From the first line to the last, print the data exactly as written.
= = = = =
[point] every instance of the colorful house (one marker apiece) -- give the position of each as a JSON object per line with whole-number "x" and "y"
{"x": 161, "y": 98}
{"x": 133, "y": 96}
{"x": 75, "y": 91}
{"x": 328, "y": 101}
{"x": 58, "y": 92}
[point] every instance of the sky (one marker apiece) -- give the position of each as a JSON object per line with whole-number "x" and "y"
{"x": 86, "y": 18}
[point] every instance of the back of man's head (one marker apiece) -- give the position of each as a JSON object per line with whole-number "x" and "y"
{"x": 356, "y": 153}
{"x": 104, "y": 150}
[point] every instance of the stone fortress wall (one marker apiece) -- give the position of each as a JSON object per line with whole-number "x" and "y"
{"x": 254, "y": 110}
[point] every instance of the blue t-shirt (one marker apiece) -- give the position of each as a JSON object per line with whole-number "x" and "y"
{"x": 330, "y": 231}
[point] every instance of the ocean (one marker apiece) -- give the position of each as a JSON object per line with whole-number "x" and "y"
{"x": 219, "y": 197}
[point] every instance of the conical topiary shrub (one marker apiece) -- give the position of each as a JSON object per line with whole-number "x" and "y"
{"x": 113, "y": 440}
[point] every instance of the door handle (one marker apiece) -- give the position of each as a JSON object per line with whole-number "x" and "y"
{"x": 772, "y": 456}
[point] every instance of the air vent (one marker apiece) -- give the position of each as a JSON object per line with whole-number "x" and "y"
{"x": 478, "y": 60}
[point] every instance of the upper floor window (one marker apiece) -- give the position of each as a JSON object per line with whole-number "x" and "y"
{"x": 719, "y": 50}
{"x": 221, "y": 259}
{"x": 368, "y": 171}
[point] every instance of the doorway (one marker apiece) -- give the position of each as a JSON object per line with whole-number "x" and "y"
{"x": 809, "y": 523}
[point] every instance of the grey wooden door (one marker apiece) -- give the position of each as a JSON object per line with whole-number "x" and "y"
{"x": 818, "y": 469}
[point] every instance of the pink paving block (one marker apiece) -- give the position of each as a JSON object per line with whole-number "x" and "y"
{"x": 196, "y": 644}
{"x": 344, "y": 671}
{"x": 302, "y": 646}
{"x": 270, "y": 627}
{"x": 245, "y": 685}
= = = = =
Solution to this task:
[point] every instance of the colorful house (one marker apiece) -- give the position of each as a JSON object per line with whole-number "x" and "y"
{"x": 161, "y": 98}
{"x": 133, "y": 96}
{"x": 75, "y": 91}
{"x": 328, "y": 101}
{"x": 58, "y": 92}
[point] every instance of the sky (one marker apiece) -- give the position of each as a JSON object per line with whole-number "x" and "y"
{"x": 86, "y": 18}
[point] every instance of the back of man's head (one marker apiece) -- give the position of each as a JSON object per line with whole-number "x" and "y"
{"x": 356, "y": 153}
{"x": 104, "y": 150}
[point] every instance of the stone fortress wall (one marker apiece) -- give the position of each as a JSON object per line with whole-number "x" and "y"
{"x": 254, "y": 110}
[point] every instance of the blue t-shirt (one marker apiece) -- give the position of each as a JSON object per line with whole-number "x" and "y"
{"x": 330, "y": 231}
[point] every instance of the ocean (one marker apiece) -- give the position of each as a JSON object per line with whole-number "x" and "y"
{"x": 219, "y": 197}
[point] every instance of the conical topiary shrub (one marker apiece) -- give the position of each as a JSON object per line with whole-number "x" and "y"
{"x": 113, "y": 440}
[point] every instance of the door handle (one marker apiece) -- give the position of each as a JSON object per line with whole-number "x" and "y"
{"x": 772, "y": 456}
[point] every instance of the air vent (one marker apiece) -- give the position of each as a JSON object per line with whole-number "x" and "y"
{"x": 478, "y": 60}
[point] every instance of the upper floor window (one marker apiece) -- give the position of each as a JSON object per line with whole-number "x" and "y"
{"x": 719, "y": 50}
{"x": 221, "y": 259}
{"x": 368, "y": 171}
[point] every instance of the doorway (one marker apiece) -- give the position of each as a JSON object per line with whole-number "x" and "y"
{"x": 809, "y": 523}
[point] every instance of the grey wooden door (one marker apiece) -- give the position of each as a JSON object per line with whole-number "x" and "y"
{"x": 818, "y": 469}
[point] every instance of the pink paving block (one marker apiece) -- give the position of each as a JSON object per line with whole-number "x" and "y"
{"x": 196, "y": 644}
{"x": 344, "y": 671}
{"x": 302, "y": 646}
{"x": 270, "y": 627}
{"x": 245, "y": 685}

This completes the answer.